Raw records:
>> start
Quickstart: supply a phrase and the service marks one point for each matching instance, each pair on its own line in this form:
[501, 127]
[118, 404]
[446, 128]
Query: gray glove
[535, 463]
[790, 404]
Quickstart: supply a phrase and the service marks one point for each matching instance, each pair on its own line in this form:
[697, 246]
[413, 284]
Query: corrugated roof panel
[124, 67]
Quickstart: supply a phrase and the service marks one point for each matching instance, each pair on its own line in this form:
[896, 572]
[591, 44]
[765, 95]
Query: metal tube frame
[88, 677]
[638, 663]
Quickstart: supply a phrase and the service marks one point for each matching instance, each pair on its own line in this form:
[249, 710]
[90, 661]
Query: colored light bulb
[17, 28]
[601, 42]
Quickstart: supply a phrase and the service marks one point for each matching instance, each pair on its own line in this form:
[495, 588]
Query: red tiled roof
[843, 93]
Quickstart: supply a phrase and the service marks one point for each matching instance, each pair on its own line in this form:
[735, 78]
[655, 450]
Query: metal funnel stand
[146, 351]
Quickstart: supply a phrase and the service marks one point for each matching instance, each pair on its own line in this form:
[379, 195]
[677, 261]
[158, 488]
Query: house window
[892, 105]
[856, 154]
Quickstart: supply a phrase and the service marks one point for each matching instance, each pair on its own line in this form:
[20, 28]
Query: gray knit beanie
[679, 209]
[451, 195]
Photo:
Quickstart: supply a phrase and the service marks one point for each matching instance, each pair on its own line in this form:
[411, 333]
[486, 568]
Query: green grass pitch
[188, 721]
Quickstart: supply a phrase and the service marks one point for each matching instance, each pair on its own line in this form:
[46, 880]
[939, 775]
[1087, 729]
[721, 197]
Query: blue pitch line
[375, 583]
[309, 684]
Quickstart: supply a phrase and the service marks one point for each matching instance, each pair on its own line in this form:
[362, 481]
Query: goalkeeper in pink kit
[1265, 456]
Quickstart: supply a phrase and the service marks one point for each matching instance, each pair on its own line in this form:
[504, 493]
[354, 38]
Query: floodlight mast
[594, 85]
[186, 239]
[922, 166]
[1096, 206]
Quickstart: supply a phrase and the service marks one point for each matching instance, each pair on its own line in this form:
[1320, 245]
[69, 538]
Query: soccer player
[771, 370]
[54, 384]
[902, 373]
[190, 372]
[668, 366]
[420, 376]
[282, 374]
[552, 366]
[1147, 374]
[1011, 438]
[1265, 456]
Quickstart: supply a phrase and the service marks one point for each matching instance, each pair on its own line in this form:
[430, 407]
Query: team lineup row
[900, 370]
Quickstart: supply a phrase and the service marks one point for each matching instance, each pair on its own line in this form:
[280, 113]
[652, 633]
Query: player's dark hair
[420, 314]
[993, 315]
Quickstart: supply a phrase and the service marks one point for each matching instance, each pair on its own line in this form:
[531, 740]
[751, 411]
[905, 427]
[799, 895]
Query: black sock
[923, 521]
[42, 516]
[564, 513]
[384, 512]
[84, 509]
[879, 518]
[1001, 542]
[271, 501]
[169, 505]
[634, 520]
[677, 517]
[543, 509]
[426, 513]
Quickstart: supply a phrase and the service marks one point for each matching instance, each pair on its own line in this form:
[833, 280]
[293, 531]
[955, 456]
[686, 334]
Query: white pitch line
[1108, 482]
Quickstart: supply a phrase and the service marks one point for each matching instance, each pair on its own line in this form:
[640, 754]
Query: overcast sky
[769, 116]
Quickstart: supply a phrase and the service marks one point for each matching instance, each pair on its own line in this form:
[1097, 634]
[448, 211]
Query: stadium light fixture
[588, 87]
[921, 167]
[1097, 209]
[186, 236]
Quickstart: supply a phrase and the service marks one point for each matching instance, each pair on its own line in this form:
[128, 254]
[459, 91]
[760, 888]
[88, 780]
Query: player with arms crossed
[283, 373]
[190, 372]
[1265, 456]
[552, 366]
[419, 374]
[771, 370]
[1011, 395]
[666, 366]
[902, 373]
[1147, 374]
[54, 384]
>> end
PROBLEM TO WORK ON:
Pick out every line above that contains the word "roof", and copy each one. Case counts.

RESULT OF THE EXERCISE:
Query: corrugated roof panel
Query: red tiled roof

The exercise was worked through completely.